* Text segment
· · ·

Western Union Telegraph Co. v. Scarborough

CRITZ, Judge.

Rosa M. Scarborough, joined by her husband, Roy Scarborough, filed this suit in the district court of Lubbock county, Tex., against Western Union Telegraph Company for damages alleged to have resulted to Mrs. Scarborough on account of the negligence of the telegraph company in failing to promptly deliver a telegram addressed to Roy Scarborough. Trial in the district court, where the case was submitted to a jury on special issues, resulted in a verdict and judgment for the Scarboroughs for $1,050. This judgment was affirmed by the Court of Civil Appeals. 44 S.W.(2d) 751.

· · ·

Object location annotations

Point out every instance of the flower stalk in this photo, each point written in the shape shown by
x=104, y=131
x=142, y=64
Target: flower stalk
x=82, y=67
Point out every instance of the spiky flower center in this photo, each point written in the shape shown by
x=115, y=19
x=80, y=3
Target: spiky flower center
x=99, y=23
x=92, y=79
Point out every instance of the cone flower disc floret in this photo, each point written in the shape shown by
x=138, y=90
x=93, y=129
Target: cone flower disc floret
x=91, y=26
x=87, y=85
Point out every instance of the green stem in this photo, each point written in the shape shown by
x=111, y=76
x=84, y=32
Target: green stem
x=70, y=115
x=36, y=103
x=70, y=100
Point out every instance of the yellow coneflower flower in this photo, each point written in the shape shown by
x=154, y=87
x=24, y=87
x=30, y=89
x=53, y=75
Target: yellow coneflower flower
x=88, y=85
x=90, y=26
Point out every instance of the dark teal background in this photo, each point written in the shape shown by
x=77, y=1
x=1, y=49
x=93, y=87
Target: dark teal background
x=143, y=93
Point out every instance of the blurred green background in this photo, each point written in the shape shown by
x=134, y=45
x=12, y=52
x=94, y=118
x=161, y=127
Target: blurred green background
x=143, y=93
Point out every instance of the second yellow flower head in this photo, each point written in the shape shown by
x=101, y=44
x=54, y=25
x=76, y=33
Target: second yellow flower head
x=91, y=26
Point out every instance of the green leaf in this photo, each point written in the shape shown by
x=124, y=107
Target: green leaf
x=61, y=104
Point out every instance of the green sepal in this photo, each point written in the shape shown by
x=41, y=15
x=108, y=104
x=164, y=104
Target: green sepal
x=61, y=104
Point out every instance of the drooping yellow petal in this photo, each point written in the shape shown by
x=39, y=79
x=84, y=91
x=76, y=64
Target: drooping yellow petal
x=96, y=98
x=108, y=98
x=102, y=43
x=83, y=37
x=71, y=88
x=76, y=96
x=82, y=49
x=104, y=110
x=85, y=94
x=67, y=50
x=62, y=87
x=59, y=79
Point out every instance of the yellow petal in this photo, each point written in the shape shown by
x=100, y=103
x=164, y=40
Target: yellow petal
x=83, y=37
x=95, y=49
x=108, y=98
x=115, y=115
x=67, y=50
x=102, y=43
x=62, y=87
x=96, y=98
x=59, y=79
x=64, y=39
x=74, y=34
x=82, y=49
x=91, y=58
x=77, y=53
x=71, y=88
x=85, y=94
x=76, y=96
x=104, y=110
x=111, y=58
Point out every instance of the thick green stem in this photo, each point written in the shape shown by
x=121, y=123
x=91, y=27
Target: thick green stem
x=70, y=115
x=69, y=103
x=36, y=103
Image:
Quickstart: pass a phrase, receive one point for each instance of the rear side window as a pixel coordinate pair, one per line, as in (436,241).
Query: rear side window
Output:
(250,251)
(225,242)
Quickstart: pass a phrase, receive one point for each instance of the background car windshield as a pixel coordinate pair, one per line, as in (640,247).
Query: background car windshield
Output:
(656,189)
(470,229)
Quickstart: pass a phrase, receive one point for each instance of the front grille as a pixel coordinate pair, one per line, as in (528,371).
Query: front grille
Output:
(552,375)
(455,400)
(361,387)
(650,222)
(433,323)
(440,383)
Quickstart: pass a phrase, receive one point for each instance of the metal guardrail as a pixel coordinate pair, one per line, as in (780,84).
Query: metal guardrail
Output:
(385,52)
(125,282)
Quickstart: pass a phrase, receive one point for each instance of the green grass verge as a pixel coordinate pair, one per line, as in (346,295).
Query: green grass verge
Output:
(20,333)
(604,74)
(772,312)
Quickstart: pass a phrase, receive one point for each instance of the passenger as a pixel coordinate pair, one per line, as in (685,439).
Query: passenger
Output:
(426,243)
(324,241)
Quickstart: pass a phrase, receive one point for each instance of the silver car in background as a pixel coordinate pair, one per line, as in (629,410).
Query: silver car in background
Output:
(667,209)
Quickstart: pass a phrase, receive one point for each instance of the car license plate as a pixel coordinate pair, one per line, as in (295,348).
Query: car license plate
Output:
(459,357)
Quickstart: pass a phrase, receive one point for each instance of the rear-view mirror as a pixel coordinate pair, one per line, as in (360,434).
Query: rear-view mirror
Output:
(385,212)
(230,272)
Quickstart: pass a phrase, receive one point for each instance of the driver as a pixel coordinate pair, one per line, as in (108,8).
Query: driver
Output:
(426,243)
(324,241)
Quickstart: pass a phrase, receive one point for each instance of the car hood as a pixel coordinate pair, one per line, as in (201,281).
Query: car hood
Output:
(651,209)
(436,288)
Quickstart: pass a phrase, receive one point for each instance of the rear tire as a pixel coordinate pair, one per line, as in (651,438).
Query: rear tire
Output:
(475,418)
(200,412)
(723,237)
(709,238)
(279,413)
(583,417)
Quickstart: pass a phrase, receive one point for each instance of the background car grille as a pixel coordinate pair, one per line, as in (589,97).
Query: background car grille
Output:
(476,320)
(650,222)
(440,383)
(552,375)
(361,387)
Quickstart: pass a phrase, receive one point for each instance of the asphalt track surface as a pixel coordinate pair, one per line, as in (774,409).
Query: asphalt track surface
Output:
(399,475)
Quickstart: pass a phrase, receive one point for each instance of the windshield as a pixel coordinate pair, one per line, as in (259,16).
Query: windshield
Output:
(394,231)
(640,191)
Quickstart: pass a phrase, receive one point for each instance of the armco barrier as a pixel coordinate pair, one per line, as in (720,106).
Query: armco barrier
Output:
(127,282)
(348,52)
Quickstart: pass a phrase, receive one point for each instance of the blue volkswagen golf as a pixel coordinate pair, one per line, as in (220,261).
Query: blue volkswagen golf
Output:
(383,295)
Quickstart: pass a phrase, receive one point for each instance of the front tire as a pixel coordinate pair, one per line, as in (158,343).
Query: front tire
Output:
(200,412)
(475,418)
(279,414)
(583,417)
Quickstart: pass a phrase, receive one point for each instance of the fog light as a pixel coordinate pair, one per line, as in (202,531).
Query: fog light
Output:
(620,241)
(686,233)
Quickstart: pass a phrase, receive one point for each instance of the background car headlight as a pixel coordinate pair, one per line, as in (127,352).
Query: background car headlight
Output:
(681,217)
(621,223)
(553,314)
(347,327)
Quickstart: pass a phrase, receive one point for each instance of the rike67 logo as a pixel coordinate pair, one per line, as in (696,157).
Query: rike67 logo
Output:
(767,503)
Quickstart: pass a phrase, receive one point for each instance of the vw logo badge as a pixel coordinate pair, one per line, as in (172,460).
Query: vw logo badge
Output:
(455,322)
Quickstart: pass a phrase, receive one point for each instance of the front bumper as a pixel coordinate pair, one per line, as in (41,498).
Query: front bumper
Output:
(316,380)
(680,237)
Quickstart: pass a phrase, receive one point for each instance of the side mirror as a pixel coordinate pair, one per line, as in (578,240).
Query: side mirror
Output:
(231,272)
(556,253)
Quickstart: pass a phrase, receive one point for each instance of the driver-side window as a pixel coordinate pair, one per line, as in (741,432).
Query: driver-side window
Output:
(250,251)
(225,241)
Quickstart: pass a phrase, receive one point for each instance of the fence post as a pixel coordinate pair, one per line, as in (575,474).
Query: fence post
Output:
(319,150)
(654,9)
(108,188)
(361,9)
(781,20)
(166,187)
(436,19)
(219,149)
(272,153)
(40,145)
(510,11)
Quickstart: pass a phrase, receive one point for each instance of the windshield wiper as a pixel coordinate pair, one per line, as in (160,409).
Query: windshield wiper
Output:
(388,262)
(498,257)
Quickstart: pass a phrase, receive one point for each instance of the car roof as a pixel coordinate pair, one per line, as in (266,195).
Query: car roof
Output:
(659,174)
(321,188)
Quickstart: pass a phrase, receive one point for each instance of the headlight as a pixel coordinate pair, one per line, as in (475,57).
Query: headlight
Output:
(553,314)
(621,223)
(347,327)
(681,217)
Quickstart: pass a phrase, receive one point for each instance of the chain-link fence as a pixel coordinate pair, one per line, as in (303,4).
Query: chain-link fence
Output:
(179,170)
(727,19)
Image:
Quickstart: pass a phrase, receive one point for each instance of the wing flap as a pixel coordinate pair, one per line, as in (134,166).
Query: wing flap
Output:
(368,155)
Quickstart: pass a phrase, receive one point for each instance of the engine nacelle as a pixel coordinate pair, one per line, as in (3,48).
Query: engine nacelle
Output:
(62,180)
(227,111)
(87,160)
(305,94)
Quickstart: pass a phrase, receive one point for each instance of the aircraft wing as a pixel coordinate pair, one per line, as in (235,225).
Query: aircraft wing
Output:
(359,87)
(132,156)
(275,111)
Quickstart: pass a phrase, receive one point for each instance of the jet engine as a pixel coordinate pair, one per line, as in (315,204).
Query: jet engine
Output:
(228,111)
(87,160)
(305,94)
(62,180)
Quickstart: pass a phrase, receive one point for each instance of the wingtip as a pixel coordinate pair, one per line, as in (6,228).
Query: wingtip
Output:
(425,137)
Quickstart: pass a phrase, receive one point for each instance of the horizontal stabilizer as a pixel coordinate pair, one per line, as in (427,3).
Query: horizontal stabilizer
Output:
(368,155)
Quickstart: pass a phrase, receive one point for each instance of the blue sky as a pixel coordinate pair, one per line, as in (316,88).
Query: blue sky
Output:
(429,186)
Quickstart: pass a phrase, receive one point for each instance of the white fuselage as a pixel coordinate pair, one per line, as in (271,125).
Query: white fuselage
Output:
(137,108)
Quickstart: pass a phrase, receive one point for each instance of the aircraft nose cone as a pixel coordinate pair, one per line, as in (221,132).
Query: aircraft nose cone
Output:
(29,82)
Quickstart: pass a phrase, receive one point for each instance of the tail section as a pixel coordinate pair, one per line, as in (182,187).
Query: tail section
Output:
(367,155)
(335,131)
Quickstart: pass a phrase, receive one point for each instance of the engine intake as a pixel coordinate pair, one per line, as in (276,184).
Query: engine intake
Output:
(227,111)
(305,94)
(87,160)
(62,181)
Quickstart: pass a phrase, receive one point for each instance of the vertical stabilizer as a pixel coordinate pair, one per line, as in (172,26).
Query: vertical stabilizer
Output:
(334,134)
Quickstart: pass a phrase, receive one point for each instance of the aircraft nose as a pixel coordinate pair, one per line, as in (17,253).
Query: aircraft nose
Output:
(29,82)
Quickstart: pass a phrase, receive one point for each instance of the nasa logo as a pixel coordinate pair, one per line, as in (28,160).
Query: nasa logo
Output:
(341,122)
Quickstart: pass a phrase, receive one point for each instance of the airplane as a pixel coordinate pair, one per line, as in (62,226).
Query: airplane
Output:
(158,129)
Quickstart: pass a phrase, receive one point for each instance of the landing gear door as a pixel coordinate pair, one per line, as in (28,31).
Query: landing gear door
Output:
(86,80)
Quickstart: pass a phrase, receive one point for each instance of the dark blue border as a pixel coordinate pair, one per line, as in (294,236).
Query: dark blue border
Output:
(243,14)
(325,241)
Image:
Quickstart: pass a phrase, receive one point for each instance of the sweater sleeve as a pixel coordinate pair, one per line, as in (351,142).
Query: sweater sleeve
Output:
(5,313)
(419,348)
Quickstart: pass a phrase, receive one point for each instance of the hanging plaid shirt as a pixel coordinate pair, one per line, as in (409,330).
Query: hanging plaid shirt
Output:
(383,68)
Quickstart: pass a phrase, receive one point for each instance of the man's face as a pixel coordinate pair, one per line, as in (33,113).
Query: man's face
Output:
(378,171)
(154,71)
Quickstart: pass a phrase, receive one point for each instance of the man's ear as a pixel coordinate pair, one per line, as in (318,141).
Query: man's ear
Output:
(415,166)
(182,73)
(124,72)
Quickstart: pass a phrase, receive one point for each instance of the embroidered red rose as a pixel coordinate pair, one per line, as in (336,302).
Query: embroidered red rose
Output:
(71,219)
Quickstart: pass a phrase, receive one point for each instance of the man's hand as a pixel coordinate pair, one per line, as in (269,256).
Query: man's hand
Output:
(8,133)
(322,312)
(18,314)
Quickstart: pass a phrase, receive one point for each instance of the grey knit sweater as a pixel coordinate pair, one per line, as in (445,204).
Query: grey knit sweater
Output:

· · ·

Reproduce word for word the part of the court opinion that begins at the words "CRITZ, Judge." and stops after "44 S.W.(2d) 751.". The rows are material of their own, apart from the court opinion.

CRITZ, Judge.

Rosa M. Scarborough, joined by her husband, Roy Scarborough, filed this suit in the district court of Lubbock county, Tex., against Western Union Telegraph Company for damages alleged to have resulted to Mrs. Scarborough on account of the negligence of the telegraph company in failing to promptly deliver a telegram addressed to Roy Scarborough. Trial in the district court, where the case was submitted to a jury on special issues, resulted in a verdict and judgment for the Scarboroughs for $1,050. This judgment was affirmed by the Court of Civil Appeals. 44 S.W.(2d) 751.